** Data for this task follows **
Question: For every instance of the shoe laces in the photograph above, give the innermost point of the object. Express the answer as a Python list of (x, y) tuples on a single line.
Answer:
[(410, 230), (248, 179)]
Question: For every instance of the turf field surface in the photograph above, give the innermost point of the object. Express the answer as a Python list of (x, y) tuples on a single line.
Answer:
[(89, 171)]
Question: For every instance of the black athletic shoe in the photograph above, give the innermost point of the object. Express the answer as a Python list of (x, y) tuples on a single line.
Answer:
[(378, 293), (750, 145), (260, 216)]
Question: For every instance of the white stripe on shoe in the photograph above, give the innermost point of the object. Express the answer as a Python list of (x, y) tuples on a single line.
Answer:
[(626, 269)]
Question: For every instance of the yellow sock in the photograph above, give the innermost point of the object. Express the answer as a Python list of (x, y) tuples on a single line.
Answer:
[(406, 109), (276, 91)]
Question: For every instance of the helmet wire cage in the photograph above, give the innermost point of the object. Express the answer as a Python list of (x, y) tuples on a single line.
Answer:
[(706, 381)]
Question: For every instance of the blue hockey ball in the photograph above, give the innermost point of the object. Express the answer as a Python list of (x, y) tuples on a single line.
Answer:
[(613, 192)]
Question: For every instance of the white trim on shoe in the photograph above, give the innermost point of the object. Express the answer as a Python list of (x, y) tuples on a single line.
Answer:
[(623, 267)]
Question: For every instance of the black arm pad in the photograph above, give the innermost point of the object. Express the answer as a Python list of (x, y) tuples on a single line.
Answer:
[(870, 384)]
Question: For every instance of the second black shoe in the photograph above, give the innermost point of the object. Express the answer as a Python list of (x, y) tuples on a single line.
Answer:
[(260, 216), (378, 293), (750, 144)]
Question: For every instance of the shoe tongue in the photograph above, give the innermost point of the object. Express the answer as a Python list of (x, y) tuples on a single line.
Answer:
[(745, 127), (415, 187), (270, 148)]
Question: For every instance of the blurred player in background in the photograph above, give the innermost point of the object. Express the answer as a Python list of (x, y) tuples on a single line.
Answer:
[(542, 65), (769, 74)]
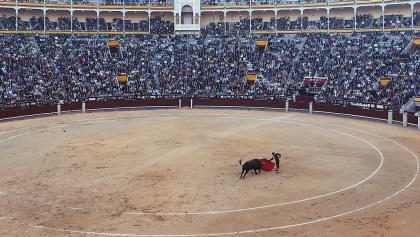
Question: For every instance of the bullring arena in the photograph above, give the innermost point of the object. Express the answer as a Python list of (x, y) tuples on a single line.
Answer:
** End of Data for this task **
● **Instructions to follow**
Exact copies of all the entries, without any pictures, are what the answer must contain.

● **Solution to the problem**
Question: For every instance of the shoe laces in the photograph above, give the innermost point of the object. Express the answer as a Python list of (x, y) tuples on a single line.
Answer:
[(410, 230), (248, 179)]
Question: For every instance of the turf field surface in the photograph above, give the innermost point of the object. Express the answer as a Python list of (x, y) tuples on a single line.
Answer:
[(89, 171)]
Question: For every instance of the black athletic shoe in the photograph above, give the innermost point of the object. Express the answer as a Python list of (x, y) tuples on a single line.
Answer:
[(378, 293), (750, 145), (260, 216)]
Question: For every instance of the white stripe on shoe in the photograph above, give the innermost point of the object. Express the answer as a Python list of (x, y) tuples on a single line.
Answer:
[(626, 269)]
Question: For every instance of the yellow sock in the photograph above, give the innermost point of the object. Express the answer as a Python list of (x, y) tuples on a single line.
Answer:
[(406, 109), (276, 91)]
Question: For every instance of the helmet wire cage in the photograph above, give the innermost point of the object. Express the answer as a Python list of (x, y) tuples on a single line.
Answer:
[(706, 381)]
Question: For every instance of the blue hockey ball in the photograph above, give the innermost point of the object. Express the answer as a Python list of (x, y) tuples on a single line.
Answer:
[(613, 192)]
Question: For every instance of the white trim on shoe in the photograph above, give the innermost point of the object. Express the answer as a Python list of (x, y) tuples on a single line.
Answer:
[(623, 267)]
Question: For every instance of the black arm pad in the photograph above, give the innermost point of the object. Express the answer as a Python list of (x, y) tuples on a single line.
Answer:
[(870, 384)]
Question: For every instance of the second black shoe in the photograph above, give the innermost point of the object. Express the answer as a Python list of (x, y) tuples on a single line.
Answer:
[(260, 216), (378, 293), (750, 144)]
Question: For every instance of the shoe tongue in the photograph above, give the innermost point of the object. Express the answer as a Python list of (x, y) tuples on a single line.
Answer:
[(745, 127), (415, 187), (270, 148)]
Question: For every instance of the blurred player in background in the photograph above, give the innermost point of the object. Express the answer as a Python list of (x, y) tuples on a single line.
Answer:
[(542, 65), (769, 74)]
Question: For every instance of the bullring arena in the photograph above, give the innermost point of the object. Express the answer as a Python list of (x, y) tuples on a single line.
Answer:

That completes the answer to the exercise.